STATED TASK: Return, word for word, the section of the items below that opens with the first line containing "Could you kindly segment every instance of the <item>car" and closes with the line containing "M205 69L205 77L237 77L233 67L209 67Z", including both of those lines.

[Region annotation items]
— START —

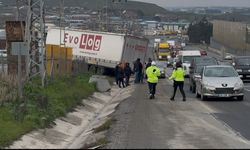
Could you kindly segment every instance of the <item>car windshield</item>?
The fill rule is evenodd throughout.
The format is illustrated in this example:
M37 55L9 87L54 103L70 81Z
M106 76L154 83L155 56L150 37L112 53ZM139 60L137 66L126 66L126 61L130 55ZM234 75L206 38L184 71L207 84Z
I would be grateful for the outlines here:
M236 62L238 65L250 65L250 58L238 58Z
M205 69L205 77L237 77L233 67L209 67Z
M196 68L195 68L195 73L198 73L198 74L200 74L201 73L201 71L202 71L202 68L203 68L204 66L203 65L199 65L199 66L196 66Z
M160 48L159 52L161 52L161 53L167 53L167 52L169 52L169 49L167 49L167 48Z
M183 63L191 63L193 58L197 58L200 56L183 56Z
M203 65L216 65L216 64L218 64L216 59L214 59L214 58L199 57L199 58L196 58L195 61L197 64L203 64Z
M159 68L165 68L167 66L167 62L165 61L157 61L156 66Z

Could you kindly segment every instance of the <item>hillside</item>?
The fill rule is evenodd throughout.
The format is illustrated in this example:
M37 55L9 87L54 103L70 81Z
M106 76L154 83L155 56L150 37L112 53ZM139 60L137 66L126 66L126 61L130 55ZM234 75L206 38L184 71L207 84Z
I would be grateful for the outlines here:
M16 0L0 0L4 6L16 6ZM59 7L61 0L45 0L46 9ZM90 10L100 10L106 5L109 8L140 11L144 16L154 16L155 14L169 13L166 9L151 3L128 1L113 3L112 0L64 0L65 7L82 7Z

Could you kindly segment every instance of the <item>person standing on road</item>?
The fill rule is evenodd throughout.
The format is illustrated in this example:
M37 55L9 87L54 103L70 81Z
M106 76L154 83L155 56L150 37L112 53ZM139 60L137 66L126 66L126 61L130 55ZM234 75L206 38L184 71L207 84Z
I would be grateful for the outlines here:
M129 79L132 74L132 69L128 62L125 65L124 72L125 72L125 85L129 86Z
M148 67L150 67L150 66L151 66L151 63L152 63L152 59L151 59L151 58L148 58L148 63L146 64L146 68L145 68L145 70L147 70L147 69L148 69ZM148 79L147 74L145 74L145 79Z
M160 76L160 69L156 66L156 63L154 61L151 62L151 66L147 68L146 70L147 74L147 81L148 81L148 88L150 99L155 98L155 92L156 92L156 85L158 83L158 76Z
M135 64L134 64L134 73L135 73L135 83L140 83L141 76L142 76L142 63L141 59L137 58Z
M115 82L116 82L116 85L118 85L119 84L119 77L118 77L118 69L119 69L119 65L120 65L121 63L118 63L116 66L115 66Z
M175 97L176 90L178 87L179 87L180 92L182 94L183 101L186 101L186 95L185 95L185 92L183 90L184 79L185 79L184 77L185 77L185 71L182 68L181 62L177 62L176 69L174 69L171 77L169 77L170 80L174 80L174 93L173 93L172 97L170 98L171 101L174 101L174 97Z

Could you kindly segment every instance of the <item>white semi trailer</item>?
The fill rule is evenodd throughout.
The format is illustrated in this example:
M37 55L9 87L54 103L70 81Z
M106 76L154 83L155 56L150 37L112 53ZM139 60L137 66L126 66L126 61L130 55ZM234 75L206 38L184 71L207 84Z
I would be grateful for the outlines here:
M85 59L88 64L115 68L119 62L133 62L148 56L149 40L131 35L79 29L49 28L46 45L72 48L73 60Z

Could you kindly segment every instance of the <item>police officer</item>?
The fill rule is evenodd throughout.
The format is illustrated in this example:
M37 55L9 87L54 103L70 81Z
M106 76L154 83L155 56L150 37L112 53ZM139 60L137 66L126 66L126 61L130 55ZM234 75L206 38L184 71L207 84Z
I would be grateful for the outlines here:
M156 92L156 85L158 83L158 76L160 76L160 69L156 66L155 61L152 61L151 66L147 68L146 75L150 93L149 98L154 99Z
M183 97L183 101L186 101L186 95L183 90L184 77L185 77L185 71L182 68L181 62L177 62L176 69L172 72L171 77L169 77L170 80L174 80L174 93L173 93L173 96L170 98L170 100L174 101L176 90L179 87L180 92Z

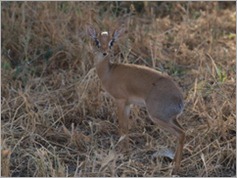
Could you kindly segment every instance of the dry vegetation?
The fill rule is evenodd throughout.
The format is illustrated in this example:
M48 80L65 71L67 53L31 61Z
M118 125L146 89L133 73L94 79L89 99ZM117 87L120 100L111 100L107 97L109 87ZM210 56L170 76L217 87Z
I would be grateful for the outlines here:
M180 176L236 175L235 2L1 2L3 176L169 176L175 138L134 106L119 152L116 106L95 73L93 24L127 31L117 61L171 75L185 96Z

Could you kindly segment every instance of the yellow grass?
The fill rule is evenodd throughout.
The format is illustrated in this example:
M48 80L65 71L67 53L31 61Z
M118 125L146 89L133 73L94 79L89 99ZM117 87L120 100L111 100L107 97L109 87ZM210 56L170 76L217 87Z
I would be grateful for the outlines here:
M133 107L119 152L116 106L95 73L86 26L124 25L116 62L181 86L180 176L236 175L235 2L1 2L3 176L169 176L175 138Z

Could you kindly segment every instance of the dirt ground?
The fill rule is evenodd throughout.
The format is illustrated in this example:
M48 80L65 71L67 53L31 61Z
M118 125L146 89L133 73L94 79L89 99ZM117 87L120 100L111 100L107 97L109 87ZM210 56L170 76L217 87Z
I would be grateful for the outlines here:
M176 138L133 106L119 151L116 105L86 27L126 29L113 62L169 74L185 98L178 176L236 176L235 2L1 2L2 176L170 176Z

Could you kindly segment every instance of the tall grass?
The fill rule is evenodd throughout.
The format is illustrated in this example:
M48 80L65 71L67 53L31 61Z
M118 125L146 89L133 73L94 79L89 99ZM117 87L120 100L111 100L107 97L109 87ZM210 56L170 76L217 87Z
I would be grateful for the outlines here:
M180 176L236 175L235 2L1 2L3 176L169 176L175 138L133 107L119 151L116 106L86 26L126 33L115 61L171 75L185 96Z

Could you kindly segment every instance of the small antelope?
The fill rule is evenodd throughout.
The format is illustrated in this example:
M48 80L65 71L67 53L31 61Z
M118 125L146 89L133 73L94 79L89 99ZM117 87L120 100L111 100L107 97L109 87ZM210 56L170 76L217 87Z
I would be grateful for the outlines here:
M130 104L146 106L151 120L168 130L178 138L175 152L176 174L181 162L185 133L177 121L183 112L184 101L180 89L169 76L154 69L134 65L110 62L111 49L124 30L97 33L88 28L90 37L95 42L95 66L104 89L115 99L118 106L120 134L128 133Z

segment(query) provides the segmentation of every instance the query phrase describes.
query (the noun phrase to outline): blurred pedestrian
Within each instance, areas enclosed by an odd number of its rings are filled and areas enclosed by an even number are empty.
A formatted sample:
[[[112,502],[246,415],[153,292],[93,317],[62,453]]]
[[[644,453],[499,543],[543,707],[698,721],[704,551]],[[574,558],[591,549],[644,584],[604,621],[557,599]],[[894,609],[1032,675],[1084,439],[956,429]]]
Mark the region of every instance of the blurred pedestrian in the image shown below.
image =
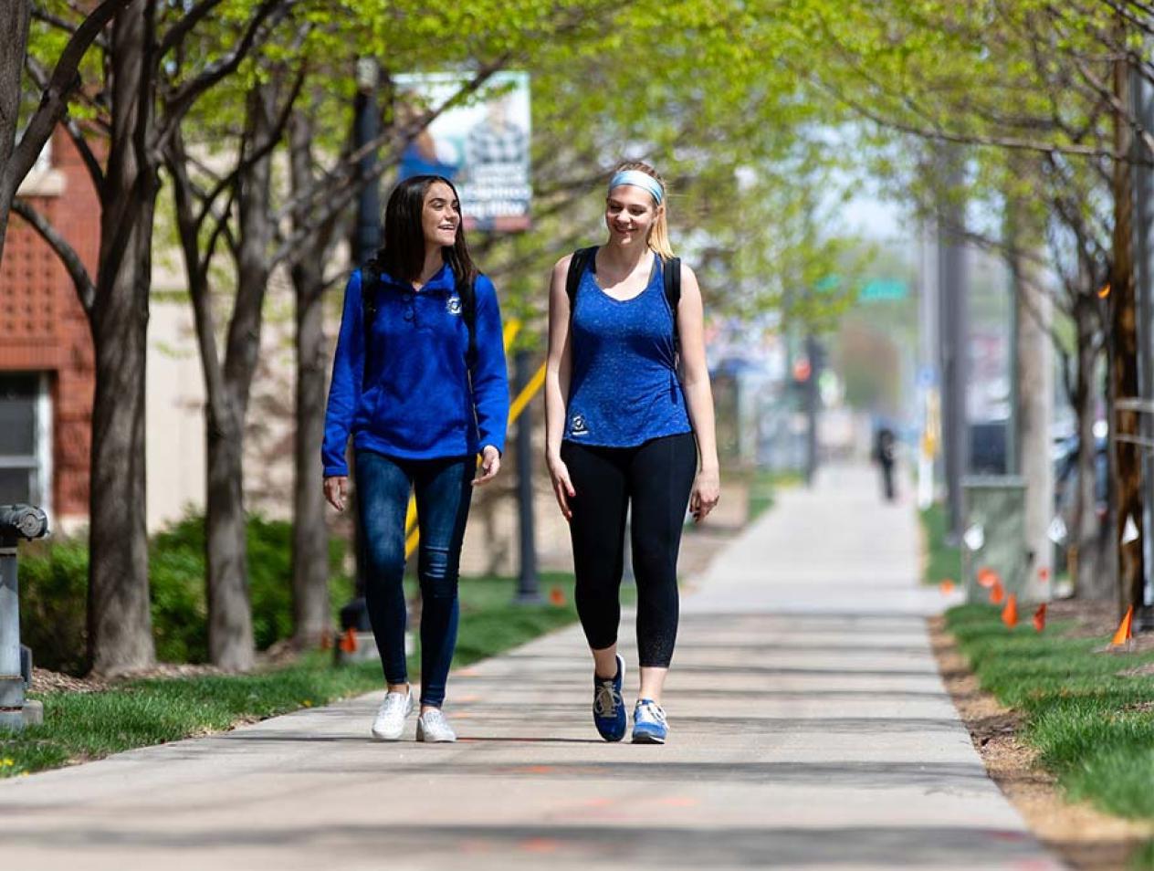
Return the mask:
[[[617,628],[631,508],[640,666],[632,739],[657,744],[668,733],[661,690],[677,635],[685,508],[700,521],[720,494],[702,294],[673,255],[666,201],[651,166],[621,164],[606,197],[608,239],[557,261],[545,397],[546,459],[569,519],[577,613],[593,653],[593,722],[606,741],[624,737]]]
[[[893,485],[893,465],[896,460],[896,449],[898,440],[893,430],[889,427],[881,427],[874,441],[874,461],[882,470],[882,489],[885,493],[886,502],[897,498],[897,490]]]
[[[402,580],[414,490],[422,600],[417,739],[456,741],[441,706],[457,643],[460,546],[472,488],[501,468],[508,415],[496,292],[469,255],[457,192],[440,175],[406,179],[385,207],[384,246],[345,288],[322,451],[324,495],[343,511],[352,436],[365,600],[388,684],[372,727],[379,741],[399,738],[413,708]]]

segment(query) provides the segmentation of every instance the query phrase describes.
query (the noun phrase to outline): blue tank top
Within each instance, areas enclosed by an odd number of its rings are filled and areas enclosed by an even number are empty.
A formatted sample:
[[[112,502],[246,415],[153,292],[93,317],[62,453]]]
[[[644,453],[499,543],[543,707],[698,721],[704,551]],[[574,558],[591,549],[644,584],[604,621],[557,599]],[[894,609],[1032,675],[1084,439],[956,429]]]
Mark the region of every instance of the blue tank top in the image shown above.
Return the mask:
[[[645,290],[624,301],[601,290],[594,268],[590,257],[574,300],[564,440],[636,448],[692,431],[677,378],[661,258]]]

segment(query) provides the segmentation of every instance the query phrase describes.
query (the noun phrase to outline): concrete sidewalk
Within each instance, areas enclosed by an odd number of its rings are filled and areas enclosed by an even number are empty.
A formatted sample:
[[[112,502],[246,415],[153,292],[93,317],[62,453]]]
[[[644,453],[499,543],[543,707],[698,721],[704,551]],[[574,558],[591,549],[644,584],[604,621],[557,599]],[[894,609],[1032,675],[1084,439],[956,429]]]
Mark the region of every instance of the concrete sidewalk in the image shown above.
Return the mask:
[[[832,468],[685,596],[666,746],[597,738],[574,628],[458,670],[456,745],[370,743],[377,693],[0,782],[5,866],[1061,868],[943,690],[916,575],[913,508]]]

— END —
— START —

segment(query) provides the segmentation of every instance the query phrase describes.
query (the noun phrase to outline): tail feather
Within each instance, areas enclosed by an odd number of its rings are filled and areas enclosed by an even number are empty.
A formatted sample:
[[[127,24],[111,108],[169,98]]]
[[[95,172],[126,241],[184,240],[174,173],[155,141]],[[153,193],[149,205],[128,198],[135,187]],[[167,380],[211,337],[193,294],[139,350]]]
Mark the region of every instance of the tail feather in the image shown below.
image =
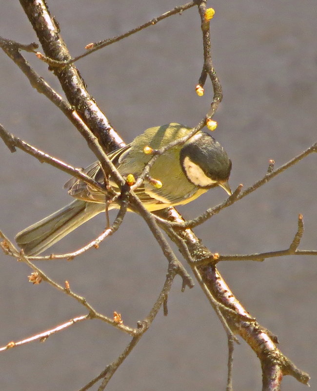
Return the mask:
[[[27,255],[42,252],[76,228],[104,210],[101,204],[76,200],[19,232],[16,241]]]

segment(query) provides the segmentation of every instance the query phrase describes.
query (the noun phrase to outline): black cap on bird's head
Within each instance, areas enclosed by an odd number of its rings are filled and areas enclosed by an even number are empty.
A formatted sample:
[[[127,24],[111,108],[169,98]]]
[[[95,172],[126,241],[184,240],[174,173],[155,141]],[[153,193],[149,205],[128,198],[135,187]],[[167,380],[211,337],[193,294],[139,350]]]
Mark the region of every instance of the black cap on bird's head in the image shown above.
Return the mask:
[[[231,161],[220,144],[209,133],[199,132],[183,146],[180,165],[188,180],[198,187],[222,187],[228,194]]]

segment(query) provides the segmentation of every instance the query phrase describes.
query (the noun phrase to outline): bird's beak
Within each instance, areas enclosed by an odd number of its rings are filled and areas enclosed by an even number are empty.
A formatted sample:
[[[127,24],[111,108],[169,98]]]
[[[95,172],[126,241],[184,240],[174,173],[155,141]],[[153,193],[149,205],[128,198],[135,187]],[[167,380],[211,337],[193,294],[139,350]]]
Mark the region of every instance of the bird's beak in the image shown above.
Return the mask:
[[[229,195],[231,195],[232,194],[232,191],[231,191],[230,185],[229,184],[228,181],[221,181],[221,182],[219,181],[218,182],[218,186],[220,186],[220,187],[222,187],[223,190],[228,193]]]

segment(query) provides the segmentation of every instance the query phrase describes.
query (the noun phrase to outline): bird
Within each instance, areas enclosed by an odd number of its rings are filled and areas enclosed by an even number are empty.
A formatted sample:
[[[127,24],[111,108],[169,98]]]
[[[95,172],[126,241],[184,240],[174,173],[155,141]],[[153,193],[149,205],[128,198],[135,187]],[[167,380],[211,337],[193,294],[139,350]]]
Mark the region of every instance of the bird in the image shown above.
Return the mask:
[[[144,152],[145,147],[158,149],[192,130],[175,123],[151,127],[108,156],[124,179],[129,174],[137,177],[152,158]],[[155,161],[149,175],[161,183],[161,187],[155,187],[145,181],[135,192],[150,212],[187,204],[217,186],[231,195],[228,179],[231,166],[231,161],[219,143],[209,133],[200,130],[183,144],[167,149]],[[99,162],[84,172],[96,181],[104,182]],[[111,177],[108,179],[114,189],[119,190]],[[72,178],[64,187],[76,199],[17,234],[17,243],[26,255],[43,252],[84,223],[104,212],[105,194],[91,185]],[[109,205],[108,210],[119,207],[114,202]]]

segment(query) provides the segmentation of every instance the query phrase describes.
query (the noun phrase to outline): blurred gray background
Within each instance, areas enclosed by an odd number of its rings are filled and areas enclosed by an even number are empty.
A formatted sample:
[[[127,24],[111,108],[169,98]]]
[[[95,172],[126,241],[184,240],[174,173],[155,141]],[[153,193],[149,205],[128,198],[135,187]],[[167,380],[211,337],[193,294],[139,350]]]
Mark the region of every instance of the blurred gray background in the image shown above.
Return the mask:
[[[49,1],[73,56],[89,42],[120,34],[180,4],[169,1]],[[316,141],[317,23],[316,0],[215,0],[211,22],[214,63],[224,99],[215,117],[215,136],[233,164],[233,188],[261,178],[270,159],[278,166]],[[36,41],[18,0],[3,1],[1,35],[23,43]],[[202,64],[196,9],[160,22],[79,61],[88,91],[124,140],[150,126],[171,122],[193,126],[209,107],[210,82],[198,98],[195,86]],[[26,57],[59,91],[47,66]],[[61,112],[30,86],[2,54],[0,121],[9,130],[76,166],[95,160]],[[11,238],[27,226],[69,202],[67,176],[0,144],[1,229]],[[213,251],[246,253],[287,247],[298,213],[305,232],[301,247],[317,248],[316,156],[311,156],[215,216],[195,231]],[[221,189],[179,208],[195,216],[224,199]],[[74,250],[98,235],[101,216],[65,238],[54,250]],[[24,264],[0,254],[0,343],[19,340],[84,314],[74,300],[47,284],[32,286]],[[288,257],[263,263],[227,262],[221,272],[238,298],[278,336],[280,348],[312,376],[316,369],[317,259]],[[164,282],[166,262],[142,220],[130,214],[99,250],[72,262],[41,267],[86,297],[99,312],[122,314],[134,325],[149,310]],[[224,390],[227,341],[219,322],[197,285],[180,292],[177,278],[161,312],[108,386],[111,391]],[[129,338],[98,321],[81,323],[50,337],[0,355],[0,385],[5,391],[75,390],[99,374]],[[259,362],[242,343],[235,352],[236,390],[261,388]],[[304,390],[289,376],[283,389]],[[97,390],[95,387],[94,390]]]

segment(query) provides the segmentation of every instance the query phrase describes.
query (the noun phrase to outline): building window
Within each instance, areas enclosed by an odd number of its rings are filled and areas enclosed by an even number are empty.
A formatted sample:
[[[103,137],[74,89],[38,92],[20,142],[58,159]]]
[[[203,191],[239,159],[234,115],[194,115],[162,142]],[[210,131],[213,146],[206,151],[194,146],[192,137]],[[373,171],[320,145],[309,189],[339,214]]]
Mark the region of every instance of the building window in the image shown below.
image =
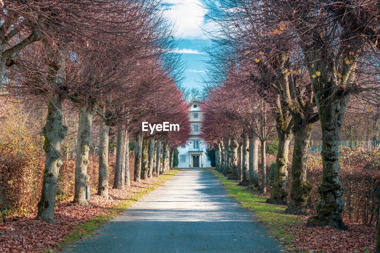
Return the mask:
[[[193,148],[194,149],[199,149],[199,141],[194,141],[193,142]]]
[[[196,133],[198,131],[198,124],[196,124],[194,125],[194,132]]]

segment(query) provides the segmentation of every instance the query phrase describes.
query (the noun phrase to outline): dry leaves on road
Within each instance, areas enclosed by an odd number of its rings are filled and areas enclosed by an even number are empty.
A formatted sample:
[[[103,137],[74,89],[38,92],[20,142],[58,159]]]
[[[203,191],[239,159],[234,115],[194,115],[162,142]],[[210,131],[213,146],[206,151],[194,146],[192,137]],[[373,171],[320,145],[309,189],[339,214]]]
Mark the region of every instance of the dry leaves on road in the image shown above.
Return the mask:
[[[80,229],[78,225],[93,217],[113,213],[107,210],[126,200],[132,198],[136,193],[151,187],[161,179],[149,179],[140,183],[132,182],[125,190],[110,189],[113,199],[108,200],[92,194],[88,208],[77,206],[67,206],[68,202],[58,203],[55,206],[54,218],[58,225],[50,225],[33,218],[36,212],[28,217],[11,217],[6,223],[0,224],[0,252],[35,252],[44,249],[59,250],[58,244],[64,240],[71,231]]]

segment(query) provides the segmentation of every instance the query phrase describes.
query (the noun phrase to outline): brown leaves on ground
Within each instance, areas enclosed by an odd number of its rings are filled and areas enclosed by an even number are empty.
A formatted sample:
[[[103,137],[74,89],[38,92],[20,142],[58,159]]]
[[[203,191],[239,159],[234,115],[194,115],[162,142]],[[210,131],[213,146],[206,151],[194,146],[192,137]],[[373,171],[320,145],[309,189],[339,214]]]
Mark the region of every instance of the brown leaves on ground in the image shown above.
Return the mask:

— END —

CORRECT ANSWER:
Could you kindly segment every instance of the <item>car windshield</item>?
The fill rule is evenodd throughout.
The format is illustrated in this example:
M37 55L9 87L54 103L70 81Z
M106 76L154 83L155 56L150 37L112 53ZM139 60L137 66L126 66L126 61L130 55ZM234 75L206 38L184 71L207 84Z
I would be grateful for the outlines here:
M236 62L238 65L250 65L250 58L238 58Z
M205 69L205 77L237 77L233 67L209 67Z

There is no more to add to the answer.